> WHAT YOU WILL DO
What lines below contain the string "black"? List them all.
○ ○ ○ ○ ○
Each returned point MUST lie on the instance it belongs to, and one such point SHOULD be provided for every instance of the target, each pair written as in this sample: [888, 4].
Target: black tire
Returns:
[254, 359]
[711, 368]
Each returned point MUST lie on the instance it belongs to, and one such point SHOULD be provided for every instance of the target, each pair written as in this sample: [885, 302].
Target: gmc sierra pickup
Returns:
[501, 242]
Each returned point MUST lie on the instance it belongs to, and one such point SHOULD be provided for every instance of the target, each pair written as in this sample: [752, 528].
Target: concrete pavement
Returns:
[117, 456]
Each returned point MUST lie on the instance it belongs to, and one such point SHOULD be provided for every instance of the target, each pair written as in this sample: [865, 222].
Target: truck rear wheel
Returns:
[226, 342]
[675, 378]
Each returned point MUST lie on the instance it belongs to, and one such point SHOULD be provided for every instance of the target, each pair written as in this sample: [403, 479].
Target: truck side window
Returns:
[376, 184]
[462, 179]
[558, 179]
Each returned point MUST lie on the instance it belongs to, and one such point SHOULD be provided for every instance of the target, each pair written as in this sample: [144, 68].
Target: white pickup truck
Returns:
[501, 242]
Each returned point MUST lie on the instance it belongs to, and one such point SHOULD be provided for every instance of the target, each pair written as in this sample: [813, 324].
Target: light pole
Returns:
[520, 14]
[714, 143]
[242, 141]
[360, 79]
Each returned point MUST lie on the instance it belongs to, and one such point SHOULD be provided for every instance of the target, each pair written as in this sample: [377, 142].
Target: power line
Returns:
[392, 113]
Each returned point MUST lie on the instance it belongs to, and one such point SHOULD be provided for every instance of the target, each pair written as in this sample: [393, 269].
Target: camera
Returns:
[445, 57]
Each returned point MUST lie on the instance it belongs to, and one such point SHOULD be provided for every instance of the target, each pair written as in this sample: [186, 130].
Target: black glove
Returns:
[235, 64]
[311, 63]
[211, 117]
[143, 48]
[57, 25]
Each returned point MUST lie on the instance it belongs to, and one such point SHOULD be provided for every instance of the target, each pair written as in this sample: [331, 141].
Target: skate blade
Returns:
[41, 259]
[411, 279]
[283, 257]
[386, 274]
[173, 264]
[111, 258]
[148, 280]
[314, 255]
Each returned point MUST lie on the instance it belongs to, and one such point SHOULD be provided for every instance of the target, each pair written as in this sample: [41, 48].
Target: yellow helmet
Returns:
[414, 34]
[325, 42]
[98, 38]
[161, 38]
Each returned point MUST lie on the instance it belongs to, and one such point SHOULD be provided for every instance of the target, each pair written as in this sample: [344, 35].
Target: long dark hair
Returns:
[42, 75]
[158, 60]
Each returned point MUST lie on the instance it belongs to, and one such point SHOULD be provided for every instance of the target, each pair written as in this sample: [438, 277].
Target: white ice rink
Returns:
○ ○ ○ ○ ○
> EXERCISE ANSWER
Target: black tire
Target: black glove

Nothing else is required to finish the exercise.